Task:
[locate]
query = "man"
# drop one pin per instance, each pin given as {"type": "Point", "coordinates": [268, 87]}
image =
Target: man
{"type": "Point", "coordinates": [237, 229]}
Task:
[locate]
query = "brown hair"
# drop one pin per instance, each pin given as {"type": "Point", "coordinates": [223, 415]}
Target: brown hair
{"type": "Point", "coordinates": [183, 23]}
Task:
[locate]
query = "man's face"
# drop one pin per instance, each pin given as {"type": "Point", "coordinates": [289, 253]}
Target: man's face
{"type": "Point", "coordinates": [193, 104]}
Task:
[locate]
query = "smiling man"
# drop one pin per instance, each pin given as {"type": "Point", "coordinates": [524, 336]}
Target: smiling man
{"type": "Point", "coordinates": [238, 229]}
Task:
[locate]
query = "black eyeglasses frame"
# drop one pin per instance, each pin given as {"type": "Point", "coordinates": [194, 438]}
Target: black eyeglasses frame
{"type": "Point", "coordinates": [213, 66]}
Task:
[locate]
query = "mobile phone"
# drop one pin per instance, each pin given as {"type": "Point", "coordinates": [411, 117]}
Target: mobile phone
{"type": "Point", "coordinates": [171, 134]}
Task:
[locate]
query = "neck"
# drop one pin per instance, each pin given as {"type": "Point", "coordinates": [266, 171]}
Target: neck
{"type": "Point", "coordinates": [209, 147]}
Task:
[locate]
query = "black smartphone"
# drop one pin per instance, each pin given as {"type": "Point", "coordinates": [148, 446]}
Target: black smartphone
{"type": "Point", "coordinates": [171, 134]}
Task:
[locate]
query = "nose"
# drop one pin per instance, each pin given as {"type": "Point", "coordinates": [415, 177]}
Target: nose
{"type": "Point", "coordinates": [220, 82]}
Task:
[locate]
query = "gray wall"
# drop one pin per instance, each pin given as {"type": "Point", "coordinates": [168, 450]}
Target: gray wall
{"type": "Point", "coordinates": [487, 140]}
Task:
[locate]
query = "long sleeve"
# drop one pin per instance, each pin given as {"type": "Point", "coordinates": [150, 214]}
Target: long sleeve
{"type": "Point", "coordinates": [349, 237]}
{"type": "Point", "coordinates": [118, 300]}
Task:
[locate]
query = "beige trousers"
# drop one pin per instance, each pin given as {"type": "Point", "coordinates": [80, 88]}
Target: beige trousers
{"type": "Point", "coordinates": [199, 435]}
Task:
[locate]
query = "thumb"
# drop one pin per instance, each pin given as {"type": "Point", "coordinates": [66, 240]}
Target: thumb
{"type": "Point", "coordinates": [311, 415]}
============================================================
▸ WORK REQUEST
Exact transcription of the records is all that is wanted.

▸ ANSWER SECTION
Task:
[locate]
query = "man"
# drop one pin per instance, each pin given as {"type": "Point", "coordinates": [268, 87]}
image =
Target: man
{"type": "Point", "coordinates": [237, 229]}
Task:
[locate]
query = "brown hair"
# drop one pin per instance, each pin given as {"type": "Point", "coordinates": [223, 415]}
Target: brown hair
{"type": "Point", "coordinates": [183, 23]}
Task:
[locate]
query = "man's face"
# drop one pin per instance, each pin given as {"type": "Point", "coordinates": [289, 253]}
Target: man's face
{"type": "Point", "coordinates": [193, 104]}
Task:
[locate]
query = "smiling man"
# drop one pin per instance, each pin given as {"type": "Point", "coordinates": [524, 336]}
Target: smiling man
{"type": "Point", "coordinates": [238, 229]}
Task:
[locate]
query = "black eyeglasses frame"
# drop one pin per instance, each pin given as {"type": "Point", "coordinates": [194, 438]}
Target: black eyeglasses frame
{"type": "Point", "coordinates": [213, 66]}
Task:
[locate]
query = "mobile phone"
# drop one pin per instance, each pin given as {"type": "Point", "coordinates": [411, 117]}
Target: mobile phone
{"type": "Point", "coordinates": [171, 134]}
Task:
[locate]
query = "neck"
# drop one pin per instance, each pin given as {"type": "Point", "coordinates": [266, 171]}
Target: neck
{"type": "Point", "coordinates": [209, 147]}
Task:
[locate]
query = "black smartphone"
# drop one pin per instance, each pin given as {"type": "Point", "coordinates": [148, 446]}
Target: black smartphone
{"type": "Point", "coordinates": [171, 134]}
Task:
[locate]
query = "nose"
# drop one pin per instance, each pin given as {"type": "Point", "coordinates": [415, 177]}
Target: nose
{"type": "Point", "coordinates": [220, 82]}
Task:
[locate]
query = "gray wall"
# drop one pin per instance, each pin given as {"type": "Point", "coordinates": [168, 450]}
Target: gray wall
{"type": "Point", "coordinates": [487, 140]}
Task:
[locate]
query = "long sleeve"
# drop one pin per instance, each pin given as {"type": "Point", "coordinates": [150, 214]}
Target: long sleeve
{"type": "Point", "coordinates": [349, 237]}
{"type": "Point", "coordinates": [118, 300]}
Task:
[locate]
query = "beige trousers"
# drop one pin per instance, each pin given as {"type": "Point", "coordinates": [80, 88]}
Target: beige trousers
{"type": "Point", "coordinates": [199, 435]}
Task:
[locate]
query = "thumb"
# drop one pin per instance, each pin given as {"type": "Point", "coordinates": [66, 240]}
Target: thumb
{"type": "Point", "coordinates": [311, 415]}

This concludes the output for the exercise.